*DATA TO USE:*
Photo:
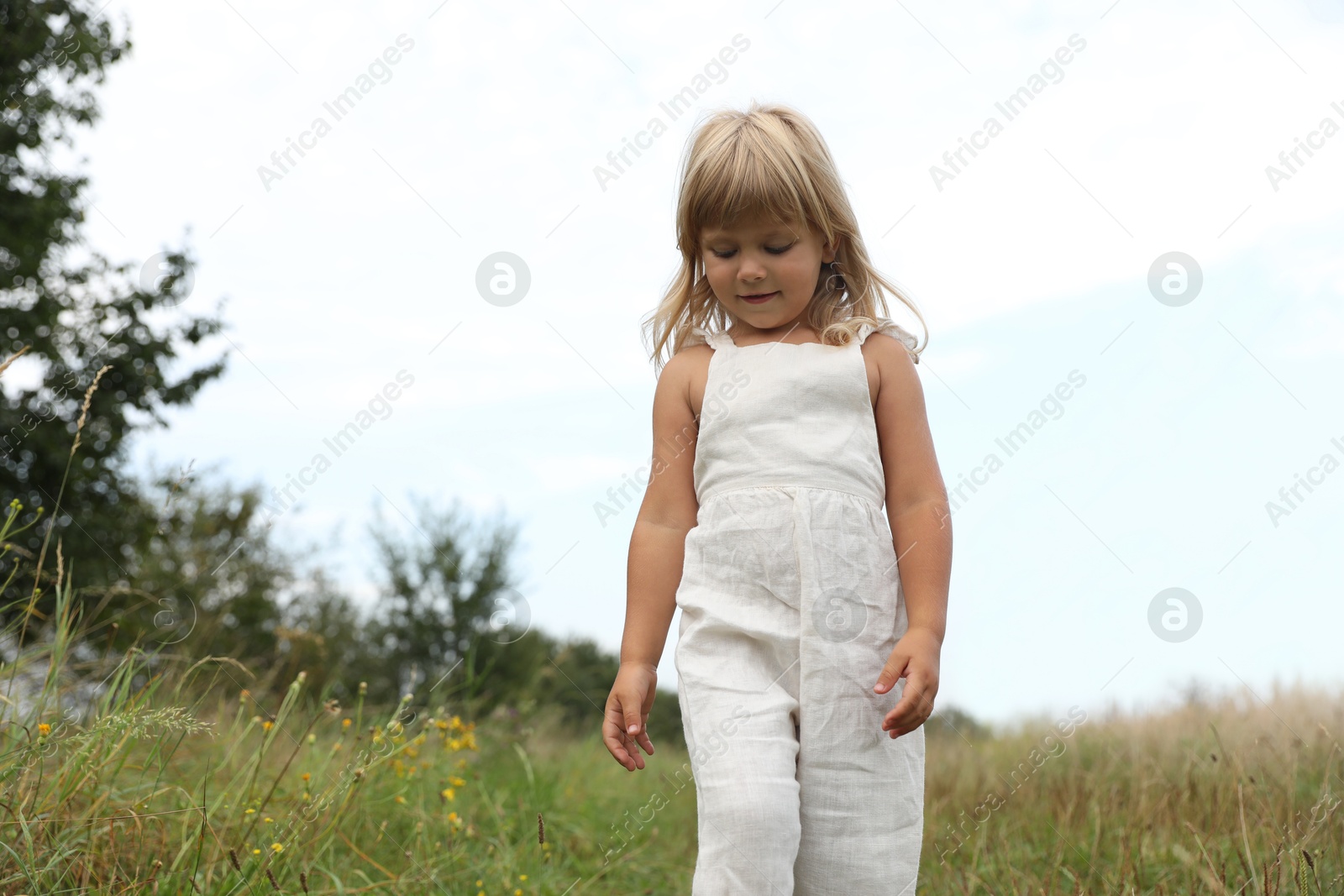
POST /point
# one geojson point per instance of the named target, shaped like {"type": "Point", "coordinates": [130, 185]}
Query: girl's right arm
{"type": "Point", "coordinates": [658, 553]}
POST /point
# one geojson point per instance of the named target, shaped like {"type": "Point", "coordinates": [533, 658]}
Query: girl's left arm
{"type": "Point", "coordinates": [921, 528]}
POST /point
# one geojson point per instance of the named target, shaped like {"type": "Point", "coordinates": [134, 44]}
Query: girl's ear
{"type": "Point", "coordinates": [828, 251]}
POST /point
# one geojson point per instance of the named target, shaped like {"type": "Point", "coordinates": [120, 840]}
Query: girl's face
{"type": "Point", "coordinates": [765, 257]}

*DESCRIPTION OF THE TASK:* Write out all the entries again, word for word, and print no images.

*RIGHT ANSWER:*
Photo:
POST /point
# one geojson point per instance of the named target, shaped like {"type": "Point", "coordinates": [130, 185]}
Query: girl's right arm
{"type": "Point", "coordinates": [658, 553]}
POST /point
# one geojson point per instance of the named target, shaped like {"type": "Point", "coordinates": [533, 658]}
Query: girl's left arm
{"type": "Point", "coordinates": [921, 528]}
POST /point
# one geojson point per instance of the named target, shaped like {"type": "Point", "coordinates": [134, 44]}
Query: girl's ear
{"type": "Point", "coordinates": [828, 251]}
POST /point
# one geojson point per instance of the named target, shaped like {"type": "Point", "coordinates": [120, 840]}
Query: girl's face
{"type": "Point", "coordinates": [765, 257]}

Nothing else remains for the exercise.